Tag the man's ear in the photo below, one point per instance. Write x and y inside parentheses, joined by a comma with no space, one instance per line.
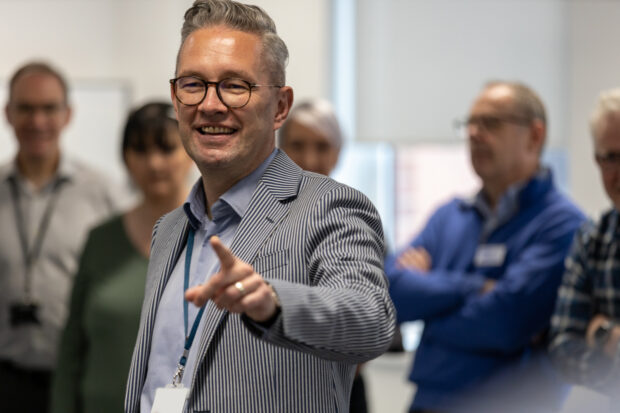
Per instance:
(285,102)
(174,100)
(7,114)
(68,115)
(538,135)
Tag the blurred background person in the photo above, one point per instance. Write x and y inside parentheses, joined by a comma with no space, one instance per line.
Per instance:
(484,272)
(48,202)
(312,138)
(585,330)
(98,341)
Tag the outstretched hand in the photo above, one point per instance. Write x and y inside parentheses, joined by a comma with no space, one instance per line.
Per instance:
(236,287)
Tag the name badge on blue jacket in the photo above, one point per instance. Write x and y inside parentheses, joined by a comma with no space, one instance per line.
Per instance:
(490,255)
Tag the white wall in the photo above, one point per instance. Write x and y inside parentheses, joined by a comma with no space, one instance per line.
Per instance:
(134,43)
(422,62)
(594,66)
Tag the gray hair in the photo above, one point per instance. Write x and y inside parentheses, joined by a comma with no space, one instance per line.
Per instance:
(317,114)
(608,102)
(525,99)
(243,17)
(39,68)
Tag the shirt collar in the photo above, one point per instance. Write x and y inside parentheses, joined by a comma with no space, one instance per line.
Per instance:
(237,198)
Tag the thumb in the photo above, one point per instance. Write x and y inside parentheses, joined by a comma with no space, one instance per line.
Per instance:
(226,257)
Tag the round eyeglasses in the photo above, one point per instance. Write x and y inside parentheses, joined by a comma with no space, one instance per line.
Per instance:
(233,92)
(487,123)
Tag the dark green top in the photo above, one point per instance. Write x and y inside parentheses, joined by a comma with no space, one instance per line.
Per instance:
(98,341)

=== Task statement ===
Look above for the line containing "Tag the blurred". Return it and each line after it exactly, through the last line, and nothing more.

=== Written response ===
Tag the blurred background person in the photo above, one point per instance. Write x and y inside parentheses, joined by a comma with no space, one instance per line.
Per instance:
(484,272)
(48,202)
(312,138)
(585,330)
(98,341)
Tag the outstretched hand in the photo above, one point per instance. Write x and y inside parentheses, joined by a comma with no space, one instance per line.
Per instance:
(236,287)
Tag the name badge on blue jacket in the photo above, one point per instance. Write x and y inside parentheses, joined by a comma with no space, one instance per line.
Per instance:
(490,255)
Tag the white wall in the photo above, one point per instance. Write x and y inside parentheses, joined by a comma with no space, one instance per line.
Per instance:
(134,43)
(422,62)
(594,66)
Tag the gray hair in the photo above, one point per instance. Write x and y inside parentheses, joined by a comma with no space, one instance per line.
Per instance:
(317,114)
(608,102)
(525,99)
(243,17)
(39,68)
Tag the shirt collar in the photo above, one point per instance. Write x and y inside parentheses, joined by a comma with no space, one instance per line.
Per instance:
(237,198)
Tag the thumb in the photo above, one point per instance. Write x and y inside parentheses, joined by a comma with no space, one instance per line.
Per instance:
(226,257)
Tag the round eyeglasses in the photo above, one point per instance. Write x and y inside parentheses, joined by a comma with no space, one instance per line.
Per instance:
(233,92)
(487,123)
Tag the dark green top in the photo above, one point per instance. Write x and y inside parentheses, joined by a comma with no space, one instance per line.
Per instance:
(98,341)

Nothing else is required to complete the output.